(Source records)
##########

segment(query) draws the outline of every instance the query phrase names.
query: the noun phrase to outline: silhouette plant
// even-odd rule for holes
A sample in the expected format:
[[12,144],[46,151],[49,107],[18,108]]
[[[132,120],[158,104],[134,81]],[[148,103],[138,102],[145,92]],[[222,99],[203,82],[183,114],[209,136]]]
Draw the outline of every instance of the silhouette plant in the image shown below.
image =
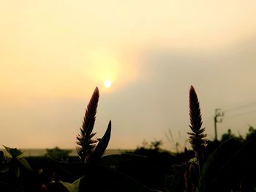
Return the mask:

##########

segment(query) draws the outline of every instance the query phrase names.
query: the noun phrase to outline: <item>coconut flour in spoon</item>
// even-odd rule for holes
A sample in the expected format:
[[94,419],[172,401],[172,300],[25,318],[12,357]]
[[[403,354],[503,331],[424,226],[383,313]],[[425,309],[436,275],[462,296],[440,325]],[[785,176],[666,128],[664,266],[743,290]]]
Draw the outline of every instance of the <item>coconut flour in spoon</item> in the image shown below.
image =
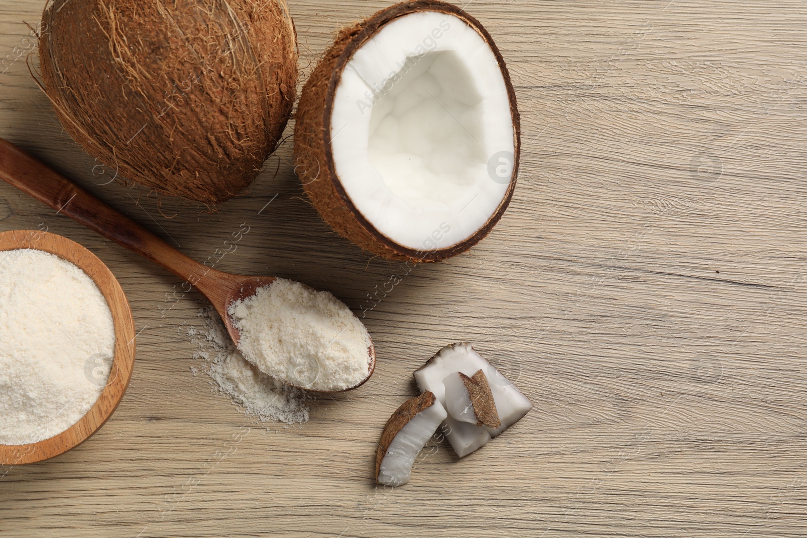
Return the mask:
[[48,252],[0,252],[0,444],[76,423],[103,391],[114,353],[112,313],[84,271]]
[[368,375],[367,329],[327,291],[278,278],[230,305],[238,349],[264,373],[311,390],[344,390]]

##########

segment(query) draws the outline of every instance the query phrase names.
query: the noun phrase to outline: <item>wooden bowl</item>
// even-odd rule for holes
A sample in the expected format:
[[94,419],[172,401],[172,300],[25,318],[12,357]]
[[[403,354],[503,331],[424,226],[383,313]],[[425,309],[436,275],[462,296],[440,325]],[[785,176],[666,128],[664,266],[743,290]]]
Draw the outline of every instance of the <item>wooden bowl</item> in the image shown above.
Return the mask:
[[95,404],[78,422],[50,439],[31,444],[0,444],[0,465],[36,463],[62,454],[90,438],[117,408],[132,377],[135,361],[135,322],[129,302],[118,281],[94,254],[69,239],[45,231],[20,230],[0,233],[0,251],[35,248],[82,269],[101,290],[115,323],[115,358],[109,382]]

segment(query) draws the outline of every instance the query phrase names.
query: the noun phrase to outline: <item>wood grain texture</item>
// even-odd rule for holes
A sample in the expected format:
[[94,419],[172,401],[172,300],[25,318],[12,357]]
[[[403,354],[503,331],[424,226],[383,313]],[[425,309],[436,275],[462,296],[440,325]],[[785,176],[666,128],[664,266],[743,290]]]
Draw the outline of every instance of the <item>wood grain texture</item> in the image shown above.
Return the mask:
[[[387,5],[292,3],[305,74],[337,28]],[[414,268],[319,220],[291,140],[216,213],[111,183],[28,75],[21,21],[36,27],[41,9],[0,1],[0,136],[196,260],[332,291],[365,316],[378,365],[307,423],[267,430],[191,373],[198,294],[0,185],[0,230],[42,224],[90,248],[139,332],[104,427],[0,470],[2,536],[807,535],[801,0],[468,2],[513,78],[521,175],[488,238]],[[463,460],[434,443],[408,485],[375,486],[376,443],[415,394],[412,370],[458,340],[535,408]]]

##########

Which lines above contain the string "coconut"? Pull out each of them in full, and treat uppercase and lowercase as different.

### Result
query: the noun phrase to outline: <item>coconut flour in spoon</item>
Draw the outline of every instance of the <item>coconut flour in spoon</item> in the image shown below.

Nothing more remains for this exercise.